In the data below, find every line with the word "each" and copy it out.

MATERIAL PROVIDED ->
----

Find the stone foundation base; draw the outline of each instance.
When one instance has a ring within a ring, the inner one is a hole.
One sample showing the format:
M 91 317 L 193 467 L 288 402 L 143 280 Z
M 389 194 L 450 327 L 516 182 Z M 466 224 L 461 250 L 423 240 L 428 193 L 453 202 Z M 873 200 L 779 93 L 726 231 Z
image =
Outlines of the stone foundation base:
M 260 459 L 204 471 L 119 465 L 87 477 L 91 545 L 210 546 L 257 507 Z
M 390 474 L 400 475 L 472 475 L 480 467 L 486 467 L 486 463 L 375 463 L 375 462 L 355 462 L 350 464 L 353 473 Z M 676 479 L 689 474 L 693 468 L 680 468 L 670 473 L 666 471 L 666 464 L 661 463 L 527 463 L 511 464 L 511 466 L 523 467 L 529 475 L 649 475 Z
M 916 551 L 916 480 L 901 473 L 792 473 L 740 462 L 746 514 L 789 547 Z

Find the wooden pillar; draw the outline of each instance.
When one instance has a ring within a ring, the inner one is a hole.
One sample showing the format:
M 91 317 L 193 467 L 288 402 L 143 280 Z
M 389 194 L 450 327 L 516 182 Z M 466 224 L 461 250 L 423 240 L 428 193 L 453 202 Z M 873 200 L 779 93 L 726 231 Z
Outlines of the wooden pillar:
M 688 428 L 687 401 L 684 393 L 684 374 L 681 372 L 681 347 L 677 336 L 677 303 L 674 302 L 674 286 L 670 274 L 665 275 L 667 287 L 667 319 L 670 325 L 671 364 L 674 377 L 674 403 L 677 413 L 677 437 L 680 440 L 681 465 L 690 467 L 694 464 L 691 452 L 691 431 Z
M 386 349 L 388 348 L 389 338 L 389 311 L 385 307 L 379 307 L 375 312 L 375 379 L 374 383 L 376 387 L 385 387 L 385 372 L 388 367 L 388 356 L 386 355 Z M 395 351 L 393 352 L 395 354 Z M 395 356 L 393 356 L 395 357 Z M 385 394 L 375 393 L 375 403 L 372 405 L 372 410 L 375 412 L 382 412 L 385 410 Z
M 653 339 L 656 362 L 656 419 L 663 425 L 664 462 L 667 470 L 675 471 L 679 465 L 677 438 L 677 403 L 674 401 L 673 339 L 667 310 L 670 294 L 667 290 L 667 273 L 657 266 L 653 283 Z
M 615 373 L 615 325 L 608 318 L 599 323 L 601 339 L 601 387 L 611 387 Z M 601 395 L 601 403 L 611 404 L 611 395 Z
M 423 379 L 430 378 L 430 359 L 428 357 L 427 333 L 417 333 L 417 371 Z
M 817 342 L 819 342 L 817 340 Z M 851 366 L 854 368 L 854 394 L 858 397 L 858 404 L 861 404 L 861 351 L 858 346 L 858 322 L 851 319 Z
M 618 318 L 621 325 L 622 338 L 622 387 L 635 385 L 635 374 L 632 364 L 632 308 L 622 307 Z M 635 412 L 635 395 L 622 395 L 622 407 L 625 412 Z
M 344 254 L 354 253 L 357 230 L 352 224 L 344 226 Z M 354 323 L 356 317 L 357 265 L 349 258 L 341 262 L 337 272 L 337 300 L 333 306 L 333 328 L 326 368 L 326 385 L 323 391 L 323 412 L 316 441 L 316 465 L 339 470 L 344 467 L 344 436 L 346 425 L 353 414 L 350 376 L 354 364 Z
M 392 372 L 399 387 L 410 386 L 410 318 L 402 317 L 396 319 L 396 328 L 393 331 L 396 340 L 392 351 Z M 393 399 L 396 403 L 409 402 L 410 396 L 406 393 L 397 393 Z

----

EXERCISE ANSWER ->
Find the stone foundation base; draw the outline of each instance.
Find the wooden pillar; draw the outline of each instance.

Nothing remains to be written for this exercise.